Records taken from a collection

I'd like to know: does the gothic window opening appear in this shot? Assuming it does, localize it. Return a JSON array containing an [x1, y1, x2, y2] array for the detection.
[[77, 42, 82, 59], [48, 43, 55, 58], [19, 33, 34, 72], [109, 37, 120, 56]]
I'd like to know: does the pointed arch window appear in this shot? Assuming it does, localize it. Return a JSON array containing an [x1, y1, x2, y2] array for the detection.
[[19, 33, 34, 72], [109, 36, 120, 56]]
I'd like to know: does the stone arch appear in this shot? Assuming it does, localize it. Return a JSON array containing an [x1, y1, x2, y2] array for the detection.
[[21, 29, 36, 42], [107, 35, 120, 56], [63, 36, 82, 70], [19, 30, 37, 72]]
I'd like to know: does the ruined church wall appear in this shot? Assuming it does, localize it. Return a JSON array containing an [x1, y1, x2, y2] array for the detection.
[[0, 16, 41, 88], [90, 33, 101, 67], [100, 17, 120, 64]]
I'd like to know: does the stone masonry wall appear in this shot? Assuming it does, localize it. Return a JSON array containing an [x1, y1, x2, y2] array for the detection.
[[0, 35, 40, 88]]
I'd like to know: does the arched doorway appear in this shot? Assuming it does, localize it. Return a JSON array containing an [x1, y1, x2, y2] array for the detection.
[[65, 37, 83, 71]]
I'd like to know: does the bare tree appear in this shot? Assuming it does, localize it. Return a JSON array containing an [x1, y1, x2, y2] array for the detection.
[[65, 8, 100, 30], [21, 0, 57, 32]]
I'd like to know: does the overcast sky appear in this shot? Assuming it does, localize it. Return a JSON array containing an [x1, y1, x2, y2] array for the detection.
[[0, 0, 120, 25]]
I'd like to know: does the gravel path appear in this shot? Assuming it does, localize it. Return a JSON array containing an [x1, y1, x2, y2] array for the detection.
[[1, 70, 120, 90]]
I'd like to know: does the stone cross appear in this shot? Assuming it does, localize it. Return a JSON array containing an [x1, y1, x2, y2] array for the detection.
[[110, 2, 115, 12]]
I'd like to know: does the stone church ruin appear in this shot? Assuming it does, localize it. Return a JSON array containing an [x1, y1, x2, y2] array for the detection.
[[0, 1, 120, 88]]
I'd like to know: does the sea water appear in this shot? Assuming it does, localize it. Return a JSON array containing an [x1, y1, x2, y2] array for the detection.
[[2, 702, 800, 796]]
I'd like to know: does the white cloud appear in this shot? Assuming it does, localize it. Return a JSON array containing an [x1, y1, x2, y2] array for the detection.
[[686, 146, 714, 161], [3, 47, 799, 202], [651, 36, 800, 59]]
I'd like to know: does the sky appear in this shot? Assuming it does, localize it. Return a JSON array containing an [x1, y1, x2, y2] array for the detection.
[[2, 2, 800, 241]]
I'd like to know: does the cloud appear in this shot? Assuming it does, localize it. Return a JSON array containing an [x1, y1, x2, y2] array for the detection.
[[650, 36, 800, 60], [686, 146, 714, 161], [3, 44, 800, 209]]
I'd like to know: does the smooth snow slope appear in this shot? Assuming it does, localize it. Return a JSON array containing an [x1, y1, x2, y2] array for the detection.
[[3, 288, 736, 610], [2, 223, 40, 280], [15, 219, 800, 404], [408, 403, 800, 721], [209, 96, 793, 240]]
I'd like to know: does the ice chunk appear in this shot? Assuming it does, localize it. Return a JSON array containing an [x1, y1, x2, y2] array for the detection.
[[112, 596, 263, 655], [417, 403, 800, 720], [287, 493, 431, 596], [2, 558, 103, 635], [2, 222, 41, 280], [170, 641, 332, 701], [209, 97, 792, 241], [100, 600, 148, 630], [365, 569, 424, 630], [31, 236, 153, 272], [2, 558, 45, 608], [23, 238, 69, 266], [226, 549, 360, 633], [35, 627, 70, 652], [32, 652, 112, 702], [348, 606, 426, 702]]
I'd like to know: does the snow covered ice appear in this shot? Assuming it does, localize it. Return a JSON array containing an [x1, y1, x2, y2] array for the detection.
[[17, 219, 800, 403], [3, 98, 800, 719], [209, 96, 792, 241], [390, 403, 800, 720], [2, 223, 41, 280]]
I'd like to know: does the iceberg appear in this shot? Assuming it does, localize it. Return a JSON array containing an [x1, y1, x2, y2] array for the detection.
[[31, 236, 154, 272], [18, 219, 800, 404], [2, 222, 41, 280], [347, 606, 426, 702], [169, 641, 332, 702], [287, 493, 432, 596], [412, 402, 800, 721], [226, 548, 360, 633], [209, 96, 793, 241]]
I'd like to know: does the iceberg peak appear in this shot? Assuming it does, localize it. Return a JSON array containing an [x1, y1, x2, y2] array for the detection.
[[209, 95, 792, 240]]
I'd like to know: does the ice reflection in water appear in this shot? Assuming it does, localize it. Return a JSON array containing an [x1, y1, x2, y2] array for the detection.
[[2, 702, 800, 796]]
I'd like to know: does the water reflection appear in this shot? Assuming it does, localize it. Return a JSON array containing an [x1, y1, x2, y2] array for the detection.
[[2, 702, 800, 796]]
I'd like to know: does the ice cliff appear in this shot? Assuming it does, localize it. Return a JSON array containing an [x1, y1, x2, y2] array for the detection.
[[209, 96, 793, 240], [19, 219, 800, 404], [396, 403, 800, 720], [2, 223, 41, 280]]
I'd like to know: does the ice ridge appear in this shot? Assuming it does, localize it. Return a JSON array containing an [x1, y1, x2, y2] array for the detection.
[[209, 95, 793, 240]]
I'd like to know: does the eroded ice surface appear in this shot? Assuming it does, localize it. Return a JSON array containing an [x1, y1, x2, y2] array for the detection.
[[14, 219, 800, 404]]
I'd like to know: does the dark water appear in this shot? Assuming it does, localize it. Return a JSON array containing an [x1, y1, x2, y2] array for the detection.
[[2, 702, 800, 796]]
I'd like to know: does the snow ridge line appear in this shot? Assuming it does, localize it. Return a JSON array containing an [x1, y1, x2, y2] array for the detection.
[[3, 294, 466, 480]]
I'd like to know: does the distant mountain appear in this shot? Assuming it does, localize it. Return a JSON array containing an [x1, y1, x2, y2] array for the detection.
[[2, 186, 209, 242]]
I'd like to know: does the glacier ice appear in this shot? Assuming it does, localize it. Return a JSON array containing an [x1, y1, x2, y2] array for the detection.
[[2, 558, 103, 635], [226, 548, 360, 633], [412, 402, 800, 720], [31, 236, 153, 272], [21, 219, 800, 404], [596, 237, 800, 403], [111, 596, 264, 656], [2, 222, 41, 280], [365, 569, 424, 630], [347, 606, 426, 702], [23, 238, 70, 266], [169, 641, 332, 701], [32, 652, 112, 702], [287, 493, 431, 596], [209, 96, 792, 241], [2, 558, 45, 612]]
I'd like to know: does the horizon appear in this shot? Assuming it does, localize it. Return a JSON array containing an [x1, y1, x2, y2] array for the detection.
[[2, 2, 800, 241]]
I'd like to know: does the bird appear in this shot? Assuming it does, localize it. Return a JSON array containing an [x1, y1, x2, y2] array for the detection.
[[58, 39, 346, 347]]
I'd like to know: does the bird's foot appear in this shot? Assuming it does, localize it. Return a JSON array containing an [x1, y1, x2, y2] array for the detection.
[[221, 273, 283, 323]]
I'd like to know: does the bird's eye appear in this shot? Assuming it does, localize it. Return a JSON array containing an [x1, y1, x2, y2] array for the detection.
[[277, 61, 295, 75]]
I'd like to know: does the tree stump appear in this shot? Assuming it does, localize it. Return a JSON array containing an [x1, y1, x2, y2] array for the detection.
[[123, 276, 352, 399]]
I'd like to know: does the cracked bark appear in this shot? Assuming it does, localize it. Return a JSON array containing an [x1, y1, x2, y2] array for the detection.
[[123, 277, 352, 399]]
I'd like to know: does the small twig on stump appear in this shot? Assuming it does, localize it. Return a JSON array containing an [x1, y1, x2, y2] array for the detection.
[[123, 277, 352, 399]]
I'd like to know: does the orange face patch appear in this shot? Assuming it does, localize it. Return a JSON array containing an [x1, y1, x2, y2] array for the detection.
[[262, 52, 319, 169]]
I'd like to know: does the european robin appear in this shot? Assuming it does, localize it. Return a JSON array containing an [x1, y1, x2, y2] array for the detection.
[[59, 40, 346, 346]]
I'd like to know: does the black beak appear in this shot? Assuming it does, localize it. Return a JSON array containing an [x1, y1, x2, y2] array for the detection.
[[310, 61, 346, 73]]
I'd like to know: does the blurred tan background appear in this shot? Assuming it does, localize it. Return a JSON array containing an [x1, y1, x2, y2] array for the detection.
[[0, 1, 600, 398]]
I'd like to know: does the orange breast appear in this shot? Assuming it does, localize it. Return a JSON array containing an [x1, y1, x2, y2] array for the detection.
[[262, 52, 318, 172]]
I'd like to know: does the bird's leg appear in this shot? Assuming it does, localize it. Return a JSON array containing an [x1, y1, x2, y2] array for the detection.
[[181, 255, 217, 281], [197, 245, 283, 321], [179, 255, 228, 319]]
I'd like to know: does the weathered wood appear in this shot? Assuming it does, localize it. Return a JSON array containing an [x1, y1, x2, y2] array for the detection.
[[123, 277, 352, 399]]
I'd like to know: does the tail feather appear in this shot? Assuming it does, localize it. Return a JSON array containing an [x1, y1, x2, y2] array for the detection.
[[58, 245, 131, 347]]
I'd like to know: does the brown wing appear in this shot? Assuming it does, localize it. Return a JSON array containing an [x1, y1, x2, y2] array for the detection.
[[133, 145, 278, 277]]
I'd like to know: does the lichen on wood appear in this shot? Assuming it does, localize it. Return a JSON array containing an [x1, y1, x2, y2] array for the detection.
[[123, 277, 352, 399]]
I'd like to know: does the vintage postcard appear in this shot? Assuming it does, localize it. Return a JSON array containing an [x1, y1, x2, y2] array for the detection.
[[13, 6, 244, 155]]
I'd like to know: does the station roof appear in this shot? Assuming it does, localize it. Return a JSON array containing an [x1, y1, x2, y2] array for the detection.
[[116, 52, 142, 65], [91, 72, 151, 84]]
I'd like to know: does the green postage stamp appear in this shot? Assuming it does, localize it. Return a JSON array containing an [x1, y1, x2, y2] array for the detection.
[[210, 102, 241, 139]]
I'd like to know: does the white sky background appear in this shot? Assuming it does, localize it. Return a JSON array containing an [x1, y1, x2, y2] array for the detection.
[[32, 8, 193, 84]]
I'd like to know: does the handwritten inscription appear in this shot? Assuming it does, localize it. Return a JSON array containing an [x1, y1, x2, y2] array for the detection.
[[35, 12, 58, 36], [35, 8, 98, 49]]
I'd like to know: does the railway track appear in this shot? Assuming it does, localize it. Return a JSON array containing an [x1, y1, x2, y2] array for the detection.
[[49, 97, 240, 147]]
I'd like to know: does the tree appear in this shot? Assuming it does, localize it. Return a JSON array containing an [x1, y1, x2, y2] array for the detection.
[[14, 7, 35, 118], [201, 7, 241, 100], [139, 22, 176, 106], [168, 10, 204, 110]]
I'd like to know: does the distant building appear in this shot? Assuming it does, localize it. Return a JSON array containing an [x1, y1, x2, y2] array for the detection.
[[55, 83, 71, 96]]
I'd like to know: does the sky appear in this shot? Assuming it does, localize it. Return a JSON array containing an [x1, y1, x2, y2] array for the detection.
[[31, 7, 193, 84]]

◆ **CHALLENGE**: Rewrite the lines of the listing above as a JSON list of strings, one string per line and no blank lines. Begin at the line that contains "I'd like to know: does the pointed" and stop after the line that contains "[[1, 70, 120, 90]]".

◆ **EXERCISE ANSWER**:
[
  "I'd like to know: does the pointed arch window appear in this shot? Assuming it does, localize it. Return a JSON array containing an [x1, y1, x2, y2] array for the detection.",
  "[[19, 33, 34, 72], [109, 36, 120, 56]]",
  "I'd like to know: does the stone arch appear in this shot? Assuming it does, localize it. Return a JSON array containing an [x1, y1, x2, y2] array for the detection.",
  "[[21, 29, 36, 42], [107, 35, 120, 56], [63, 36, 82, 70], [19, 30, 37, 72]]",
  "I'd like to know: does the ruined church wall appear in this shot? Assuming it does, localize it. Return a JSON array containing an [x1, y1, x2, y2] array for the detection.",
  "[[0, 16, 41, 88], [90, 33, 101, 67], [100, 17, 120, 64]]",
  "I'd like to know: does the stone masonry wall appear in this shot? Assuming it does, localize it. Return a JSON array containing an [x1, y1, x2, y2] array for the detection.",
  "[[0, 35, 40, 88]]",
  "I'd like to know: does the arched doorway appear in this shot? Assuming it does, localize it. Return a JSON array containing an [x1, y1, x2, y2] array for the detection.",
  "[[65, 37, 83, 71]]",
  "I'd like to know: does the bare tree appear in this shot? Assuming it does, localize it. Return a JSON array containing an [x1, y1, x2, y2] array for the detection.",
  "[[65, 8, 100, 30], [21, 0, 57, 32]]",
  "I'd like to know: does the overcast sky appear in this shot? Assuming it does, localize it. Return a JSON array containing an [x1, y1, x2, y2] array for the detection.",
  "[[0, 0, 120, 25]]",
  "I'd like to know: does the gravel path appear in this shot? Assuming it does, localize it. Return a JSON array containing an [x1, y1, x2, y2] array for the detection.",
  "[[1, 70, 120, 90]]"
]